- What this task involves
All lines containing the string "wellington" must be copied from the entries.

-- Listed entries follows --

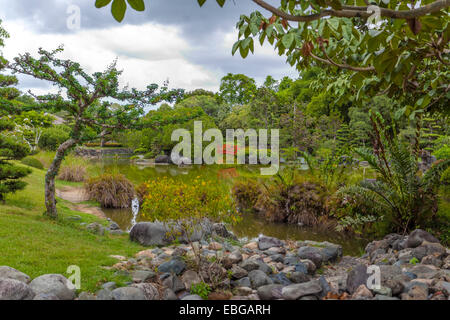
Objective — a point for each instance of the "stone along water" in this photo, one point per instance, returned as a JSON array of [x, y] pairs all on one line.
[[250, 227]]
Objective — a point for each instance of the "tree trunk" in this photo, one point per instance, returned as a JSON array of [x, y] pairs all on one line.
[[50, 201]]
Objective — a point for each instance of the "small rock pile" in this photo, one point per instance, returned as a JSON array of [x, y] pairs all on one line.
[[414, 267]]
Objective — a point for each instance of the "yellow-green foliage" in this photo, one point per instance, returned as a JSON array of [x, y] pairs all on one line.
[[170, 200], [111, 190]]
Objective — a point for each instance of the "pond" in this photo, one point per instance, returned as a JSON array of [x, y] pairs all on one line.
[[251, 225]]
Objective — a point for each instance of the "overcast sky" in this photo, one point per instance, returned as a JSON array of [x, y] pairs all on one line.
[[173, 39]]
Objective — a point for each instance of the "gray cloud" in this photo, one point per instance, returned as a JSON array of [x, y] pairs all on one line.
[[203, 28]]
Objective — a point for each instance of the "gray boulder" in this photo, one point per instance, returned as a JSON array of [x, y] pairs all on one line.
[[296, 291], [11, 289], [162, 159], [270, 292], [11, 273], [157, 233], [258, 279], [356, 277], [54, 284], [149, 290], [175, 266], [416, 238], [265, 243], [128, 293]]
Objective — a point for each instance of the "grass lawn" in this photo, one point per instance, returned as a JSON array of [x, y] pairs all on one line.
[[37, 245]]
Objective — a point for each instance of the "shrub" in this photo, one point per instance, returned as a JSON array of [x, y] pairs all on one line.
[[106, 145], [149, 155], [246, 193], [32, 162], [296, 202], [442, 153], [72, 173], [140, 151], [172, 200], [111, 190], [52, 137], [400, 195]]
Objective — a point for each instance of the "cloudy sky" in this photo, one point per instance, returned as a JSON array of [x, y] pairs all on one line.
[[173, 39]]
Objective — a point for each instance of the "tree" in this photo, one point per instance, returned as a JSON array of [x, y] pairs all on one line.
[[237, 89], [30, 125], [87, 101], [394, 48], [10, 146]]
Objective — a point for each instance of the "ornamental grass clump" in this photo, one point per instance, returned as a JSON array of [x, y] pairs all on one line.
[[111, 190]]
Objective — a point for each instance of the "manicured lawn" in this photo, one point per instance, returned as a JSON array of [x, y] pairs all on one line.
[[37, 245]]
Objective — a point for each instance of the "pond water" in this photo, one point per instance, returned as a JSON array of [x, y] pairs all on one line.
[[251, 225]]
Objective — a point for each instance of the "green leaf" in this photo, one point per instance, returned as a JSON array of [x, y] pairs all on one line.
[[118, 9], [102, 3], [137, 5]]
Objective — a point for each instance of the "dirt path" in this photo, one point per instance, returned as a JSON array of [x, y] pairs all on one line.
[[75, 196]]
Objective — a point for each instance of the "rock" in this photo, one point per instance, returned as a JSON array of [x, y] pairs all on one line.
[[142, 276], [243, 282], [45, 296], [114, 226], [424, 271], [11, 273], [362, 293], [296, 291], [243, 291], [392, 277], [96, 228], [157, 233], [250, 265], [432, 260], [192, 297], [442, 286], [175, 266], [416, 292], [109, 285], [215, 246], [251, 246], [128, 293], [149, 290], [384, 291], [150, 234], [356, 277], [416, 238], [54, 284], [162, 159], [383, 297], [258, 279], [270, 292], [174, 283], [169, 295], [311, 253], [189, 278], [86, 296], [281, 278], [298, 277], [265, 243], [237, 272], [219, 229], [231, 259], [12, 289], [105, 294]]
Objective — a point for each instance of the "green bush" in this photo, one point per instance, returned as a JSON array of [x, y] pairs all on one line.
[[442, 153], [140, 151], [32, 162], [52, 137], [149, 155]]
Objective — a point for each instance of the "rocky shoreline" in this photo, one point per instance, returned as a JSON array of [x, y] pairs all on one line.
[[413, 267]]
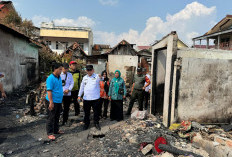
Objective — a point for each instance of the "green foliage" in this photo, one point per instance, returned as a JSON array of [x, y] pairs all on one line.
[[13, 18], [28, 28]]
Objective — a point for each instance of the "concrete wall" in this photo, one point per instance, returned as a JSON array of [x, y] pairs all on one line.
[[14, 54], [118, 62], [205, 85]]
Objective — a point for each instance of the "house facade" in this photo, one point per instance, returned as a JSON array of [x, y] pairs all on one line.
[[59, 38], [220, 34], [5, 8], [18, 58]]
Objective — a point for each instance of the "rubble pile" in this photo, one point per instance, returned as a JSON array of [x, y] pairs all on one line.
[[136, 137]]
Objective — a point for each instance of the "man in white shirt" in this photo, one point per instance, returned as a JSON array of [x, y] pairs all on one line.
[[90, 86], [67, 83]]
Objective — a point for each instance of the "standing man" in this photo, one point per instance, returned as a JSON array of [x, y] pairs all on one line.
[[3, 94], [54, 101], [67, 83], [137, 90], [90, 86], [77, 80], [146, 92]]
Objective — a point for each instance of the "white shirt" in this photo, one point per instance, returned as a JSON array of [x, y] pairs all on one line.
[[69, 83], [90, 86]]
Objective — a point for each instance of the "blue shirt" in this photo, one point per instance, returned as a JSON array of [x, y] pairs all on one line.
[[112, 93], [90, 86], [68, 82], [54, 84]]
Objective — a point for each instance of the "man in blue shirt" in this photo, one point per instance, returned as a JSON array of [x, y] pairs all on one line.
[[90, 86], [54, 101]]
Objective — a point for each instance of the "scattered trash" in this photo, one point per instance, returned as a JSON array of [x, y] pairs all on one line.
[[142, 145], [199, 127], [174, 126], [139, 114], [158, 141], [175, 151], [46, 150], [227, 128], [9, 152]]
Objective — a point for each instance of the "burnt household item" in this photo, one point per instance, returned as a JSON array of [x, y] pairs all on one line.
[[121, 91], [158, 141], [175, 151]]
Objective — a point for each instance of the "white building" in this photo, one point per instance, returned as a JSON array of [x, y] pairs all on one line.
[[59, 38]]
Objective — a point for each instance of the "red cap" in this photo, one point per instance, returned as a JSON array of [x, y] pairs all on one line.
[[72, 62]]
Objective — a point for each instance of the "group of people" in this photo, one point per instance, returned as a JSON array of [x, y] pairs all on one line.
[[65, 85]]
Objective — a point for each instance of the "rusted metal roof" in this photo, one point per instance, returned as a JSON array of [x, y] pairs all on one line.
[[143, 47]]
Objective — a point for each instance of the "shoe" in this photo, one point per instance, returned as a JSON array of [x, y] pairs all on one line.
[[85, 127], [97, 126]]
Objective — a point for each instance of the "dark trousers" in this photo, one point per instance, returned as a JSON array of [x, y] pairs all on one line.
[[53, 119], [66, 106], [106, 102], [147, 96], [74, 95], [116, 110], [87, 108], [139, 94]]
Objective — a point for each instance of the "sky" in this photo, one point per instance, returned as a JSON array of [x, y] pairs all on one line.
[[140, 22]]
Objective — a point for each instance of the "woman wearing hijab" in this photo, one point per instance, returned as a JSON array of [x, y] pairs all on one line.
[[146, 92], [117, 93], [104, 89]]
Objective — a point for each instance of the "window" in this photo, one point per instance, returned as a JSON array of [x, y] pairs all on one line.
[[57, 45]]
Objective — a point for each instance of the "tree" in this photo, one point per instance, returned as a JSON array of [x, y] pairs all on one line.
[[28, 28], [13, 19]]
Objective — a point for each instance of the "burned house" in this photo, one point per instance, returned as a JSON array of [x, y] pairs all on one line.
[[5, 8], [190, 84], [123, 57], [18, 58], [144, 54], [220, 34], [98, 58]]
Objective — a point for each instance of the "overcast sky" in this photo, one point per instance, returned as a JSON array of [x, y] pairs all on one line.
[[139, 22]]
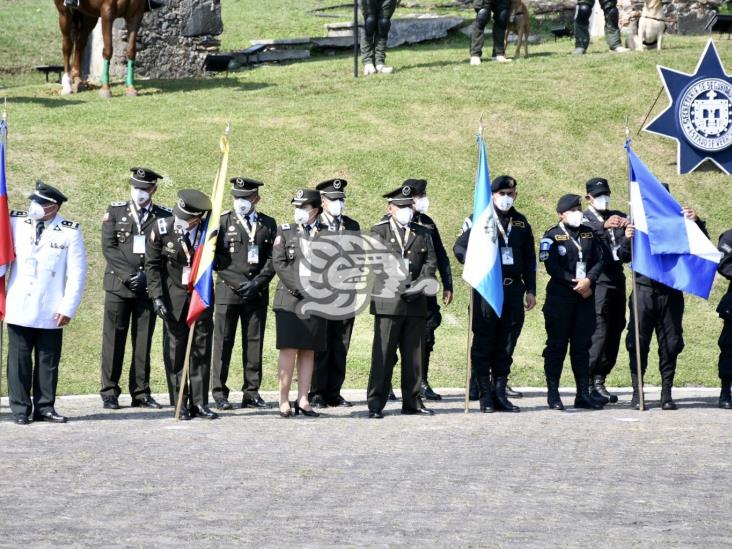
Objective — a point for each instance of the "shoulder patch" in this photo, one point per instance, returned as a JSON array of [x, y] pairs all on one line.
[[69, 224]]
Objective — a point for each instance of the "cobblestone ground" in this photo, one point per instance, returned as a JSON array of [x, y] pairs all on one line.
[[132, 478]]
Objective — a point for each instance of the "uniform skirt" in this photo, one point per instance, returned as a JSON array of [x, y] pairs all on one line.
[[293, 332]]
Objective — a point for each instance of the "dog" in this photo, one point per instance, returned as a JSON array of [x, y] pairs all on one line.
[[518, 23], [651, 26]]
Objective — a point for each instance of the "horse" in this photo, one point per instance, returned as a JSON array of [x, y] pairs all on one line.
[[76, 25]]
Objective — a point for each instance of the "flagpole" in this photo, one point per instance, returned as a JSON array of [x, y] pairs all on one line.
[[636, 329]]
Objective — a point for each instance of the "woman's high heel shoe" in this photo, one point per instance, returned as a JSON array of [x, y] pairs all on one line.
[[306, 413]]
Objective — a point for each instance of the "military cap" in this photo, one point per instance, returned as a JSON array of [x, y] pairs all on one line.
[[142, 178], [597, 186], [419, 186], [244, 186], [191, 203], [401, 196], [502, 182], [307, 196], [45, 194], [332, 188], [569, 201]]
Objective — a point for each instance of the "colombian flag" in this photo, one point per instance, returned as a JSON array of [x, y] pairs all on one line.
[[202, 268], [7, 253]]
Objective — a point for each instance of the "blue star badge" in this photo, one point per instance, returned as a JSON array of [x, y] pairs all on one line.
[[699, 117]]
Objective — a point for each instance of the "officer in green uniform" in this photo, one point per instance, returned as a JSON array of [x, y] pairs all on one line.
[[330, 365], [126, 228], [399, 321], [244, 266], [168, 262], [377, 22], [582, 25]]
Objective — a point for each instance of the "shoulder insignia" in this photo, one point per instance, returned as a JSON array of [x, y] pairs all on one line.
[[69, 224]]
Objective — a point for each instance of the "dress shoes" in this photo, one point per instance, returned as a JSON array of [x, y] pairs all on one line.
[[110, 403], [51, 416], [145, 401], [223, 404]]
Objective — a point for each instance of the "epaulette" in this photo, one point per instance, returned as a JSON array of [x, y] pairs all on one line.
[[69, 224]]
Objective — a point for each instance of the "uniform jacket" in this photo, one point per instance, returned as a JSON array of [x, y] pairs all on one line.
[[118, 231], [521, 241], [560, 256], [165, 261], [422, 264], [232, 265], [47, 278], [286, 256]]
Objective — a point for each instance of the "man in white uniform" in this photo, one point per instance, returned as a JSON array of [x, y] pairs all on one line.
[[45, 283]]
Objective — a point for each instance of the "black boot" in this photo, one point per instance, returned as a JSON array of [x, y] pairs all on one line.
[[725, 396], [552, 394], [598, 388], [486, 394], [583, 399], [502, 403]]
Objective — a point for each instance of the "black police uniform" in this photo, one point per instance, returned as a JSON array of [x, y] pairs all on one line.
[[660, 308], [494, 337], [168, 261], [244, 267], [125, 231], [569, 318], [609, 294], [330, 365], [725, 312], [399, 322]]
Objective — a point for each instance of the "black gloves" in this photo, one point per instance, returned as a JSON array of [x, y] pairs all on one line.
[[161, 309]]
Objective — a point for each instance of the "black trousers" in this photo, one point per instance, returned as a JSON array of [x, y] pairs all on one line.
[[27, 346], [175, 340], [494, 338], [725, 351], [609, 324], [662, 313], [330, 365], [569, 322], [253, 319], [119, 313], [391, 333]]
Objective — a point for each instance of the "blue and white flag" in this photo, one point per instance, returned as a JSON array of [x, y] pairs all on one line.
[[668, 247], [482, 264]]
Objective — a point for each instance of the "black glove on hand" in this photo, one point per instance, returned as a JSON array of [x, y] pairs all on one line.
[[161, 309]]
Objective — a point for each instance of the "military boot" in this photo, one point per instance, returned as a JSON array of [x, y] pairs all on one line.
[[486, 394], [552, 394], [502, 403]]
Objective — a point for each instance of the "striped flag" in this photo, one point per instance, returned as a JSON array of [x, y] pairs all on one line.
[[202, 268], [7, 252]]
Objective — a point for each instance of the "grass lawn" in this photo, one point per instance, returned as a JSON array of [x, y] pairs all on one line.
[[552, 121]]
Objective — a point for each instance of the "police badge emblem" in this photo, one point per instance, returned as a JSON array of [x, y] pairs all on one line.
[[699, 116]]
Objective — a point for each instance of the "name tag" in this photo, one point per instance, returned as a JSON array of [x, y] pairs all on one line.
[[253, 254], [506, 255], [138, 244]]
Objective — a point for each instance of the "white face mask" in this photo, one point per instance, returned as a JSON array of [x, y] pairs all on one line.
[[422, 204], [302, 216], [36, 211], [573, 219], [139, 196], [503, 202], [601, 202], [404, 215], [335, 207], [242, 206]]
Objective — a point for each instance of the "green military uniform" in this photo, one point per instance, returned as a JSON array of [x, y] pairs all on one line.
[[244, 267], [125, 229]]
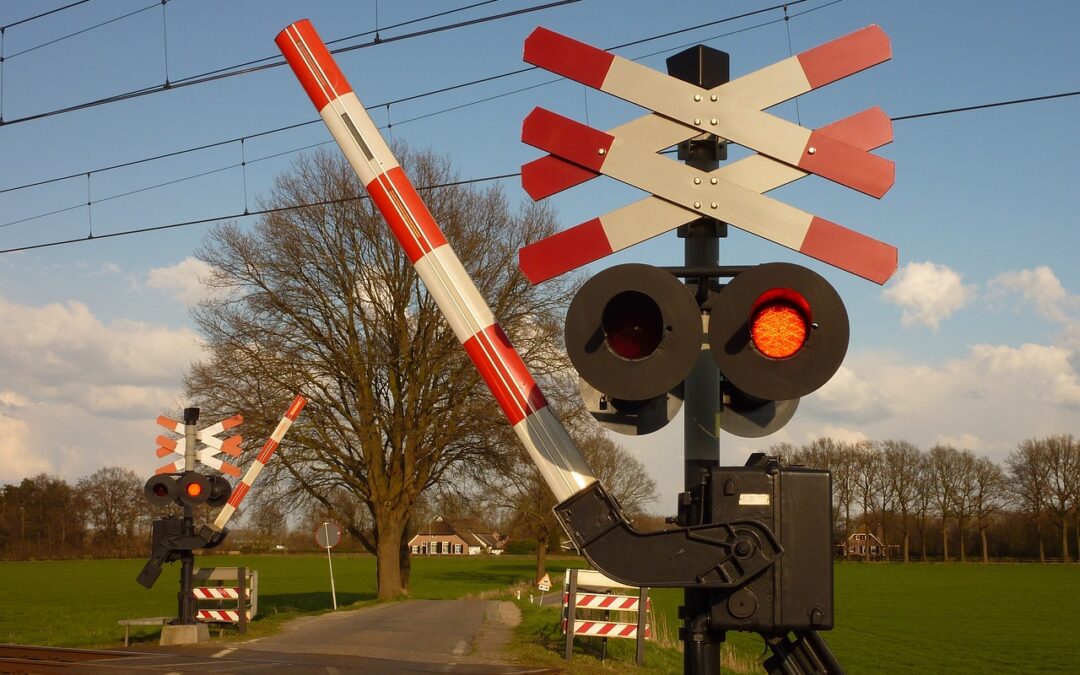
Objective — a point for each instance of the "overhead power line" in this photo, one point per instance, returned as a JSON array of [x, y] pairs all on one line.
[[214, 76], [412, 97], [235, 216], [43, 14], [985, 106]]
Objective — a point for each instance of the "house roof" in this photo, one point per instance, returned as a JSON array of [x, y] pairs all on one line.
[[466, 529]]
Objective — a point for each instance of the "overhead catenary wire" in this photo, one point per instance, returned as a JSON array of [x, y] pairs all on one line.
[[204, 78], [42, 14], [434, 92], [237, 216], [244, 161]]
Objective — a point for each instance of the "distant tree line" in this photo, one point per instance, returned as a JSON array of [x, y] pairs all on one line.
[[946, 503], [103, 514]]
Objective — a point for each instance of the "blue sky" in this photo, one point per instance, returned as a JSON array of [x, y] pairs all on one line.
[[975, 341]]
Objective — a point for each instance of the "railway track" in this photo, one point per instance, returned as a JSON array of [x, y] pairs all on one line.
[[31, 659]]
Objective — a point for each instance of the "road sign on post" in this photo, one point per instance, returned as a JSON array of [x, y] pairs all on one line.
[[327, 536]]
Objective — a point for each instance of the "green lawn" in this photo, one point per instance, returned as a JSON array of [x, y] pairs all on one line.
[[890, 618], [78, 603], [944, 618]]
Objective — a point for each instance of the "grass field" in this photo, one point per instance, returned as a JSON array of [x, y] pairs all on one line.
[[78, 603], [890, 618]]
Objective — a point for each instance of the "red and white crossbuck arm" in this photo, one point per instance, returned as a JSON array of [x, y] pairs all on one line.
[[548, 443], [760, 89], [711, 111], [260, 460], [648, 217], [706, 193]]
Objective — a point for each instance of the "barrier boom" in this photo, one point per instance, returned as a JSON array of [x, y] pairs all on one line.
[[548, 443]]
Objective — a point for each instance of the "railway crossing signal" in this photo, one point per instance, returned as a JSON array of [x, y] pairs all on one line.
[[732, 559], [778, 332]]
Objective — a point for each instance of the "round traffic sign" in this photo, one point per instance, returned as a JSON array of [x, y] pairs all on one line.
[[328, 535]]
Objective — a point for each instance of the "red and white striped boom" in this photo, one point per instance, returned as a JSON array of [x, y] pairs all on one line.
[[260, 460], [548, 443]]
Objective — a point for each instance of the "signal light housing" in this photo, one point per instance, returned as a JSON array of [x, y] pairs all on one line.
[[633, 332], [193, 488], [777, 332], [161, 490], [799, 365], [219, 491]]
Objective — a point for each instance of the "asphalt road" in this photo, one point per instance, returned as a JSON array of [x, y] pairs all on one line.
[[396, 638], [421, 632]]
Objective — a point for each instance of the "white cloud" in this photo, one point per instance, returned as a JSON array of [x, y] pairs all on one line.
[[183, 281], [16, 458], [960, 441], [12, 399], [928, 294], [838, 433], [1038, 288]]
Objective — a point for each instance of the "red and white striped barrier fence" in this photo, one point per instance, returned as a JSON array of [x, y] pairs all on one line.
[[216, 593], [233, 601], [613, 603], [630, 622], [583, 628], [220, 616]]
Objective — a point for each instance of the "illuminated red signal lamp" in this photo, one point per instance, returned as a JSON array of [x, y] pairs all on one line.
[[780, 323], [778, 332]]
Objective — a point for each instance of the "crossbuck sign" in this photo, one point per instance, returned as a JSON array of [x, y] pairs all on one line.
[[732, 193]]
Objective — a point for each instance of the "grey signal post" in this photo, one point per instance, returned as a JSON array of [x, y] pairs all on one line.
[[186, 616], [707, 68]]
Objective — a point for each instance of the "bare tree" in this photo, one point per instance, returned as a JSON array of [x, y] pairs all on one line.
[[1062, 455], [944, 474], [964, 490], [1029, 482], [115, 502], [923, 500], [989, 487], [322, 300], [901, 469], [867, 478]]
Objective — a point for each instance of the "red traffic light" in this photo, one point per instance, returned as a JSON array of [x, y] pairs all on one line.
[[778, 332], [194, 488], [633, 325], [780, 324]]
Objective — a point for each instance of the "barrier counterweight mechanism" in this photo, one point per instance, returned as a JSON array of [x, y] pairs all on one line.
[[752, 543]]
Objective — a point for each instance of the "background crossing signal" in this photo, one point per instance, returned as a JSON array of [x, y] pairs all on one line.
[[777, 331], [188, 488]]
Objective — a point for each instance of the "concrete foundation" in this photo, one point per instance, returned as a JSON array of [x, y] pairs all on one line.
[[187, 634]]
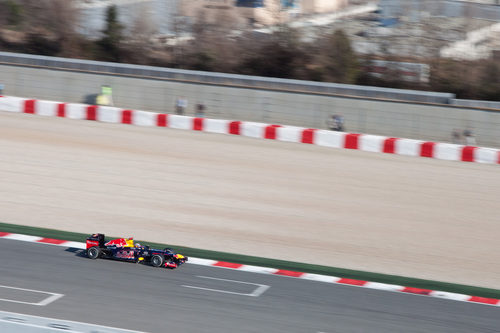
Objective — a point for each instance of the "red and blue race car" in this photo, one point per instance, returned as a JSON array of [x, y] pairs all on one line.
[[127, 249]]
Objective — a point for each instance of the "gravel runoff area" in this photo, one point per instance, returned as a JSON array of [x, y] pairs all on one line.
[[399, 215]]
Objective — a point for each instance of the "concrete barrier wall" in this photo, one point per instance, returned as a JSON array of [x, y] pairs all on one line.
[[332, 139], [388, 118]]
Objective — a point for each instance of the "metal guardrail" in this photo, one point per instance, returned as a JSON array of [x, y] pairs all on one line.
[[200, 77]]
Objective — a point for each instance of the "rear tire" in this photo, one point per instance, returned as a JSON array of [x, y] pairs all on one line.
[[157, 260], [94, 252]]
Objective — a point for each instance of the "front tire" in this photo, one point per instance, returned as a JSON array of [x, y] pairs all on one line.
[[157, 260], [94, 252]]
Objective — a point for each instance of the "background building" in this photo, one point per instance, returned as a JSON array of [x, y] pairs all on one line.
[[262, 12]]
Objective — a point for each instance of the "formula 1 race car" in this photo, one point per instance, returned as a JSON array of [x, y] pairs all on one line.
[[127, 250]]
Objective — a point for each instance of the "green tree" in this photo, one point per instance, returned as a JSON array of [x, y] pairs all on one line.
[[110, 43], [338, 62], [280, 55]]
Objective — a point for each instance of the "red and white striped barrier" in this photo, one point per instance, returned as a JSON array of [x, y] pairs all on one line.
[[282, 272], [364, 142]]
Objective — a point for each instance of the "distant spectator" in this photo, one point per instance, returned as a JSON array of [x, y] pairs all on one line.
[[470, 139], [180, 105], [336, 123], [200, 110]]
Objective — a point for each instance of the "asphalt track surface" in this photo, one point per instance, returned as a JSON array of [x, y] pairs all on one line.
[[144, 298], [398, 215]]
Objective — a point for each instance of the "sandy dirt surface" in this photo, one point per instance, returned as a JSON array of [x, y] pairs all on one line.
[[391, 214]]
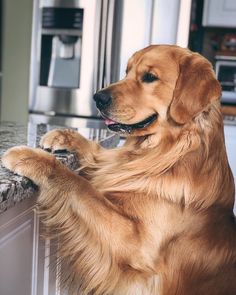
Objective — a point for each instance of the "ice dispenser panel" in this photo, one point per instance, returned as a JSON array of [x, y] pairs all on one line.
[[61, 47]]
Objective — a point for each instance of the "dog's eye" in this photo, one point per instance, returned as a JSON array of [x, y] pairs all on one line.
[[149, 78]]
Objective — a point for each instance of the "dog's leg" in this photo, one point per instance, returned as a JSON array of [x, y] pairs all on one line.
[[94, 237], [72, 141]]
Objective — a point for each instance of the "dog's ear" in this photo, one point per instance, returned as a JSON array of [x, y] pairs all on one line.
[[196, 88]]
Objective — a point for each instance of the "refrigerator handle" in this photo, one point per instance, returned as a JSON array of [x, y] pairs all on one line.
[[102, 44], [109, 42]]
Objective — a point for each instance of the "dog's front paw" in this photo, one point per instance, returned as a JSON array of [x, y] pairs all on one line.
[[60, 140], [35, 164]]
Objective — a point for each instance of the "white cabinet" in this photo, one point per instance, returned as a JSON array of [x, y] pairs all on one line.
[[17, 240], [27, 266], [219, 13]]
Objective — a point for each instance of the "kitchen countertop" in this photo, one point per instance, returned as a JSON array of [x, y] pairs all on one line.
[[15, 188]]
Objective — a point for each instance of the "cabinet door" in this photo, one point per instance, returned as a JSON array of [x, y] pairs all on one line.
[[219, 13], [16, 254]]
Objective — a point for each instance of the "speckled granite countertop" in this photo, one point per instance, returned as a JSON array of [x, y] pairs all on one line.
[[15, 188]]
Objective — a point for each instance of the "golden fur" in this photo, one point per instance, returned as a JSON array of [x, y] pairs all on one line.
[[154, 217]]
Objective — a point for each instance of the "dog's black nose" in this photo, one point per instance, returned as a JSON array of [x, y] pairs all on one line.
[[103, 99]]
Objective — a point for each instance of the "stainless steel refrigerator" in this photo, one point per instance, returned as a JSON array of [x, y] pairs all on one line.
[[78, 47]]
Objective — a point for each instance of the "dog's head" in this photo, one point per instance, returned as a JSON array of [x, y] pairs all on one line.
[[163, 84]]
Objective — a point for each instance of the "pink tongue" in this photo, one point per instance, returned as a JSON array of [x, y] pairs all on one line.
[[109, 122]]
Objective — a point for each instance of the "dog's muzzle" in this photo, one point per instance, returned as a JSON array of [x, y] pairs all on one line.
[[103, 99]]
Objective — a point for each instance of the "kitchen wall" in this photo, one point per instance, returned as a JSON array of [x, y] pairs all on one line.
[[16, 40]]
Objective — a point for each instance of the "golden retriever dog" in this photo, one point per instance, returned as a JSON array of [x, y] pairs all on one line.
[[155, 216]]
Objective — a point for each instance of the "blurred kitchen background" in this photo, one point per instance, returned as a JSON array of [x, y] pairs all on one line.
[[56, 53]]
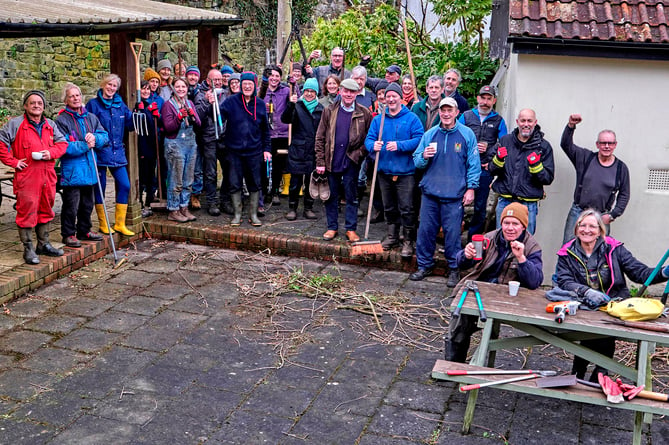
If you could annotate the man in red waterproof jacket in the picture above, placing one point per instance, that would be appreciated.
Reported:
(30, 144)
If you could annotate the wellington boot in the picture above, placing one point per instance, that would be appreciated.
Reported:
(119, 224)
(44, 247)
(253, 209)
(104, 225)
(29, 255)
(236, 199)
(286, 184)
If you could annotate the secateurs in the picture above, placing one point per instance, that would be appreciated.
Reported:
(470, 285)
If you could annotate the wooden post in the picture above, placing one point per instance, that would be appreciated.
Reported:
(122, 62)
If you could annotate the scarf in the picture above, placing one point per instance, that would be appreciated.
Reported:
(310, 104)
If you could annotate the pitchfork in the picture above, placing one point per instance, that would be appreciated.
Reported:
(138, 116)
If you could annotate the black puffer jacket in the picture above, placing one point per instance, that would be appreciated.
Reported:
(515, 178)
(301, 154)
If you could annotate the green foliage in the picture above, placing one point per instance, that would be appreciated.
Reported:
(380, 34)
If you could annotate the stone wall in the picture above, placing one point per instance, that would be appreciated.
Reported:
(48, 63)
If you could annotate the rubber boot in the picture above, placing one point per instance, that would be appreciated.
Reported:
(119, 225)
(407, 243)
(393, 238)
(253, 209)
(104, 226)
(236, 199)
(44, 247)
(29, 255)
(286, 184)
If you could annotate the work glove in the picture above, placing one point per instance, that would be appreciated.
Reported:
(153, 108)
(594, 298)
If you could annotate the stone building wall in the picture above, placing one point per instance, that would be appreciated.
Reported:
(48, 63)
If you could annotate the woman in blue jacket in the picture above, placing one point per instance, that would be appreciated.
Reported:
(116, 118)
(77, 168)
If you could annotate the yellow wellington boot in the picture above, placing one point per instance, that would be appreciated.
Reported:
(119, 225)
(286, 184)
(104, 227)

-- Listed entries concluded --

- Solution for this exercise
If you could annotate the wellington boot in the picture above, placing one point per instance, that would be appreciated.
If you could annotate the yellow wellington boot in the picture above, placing one point per instance, that would be appreciated.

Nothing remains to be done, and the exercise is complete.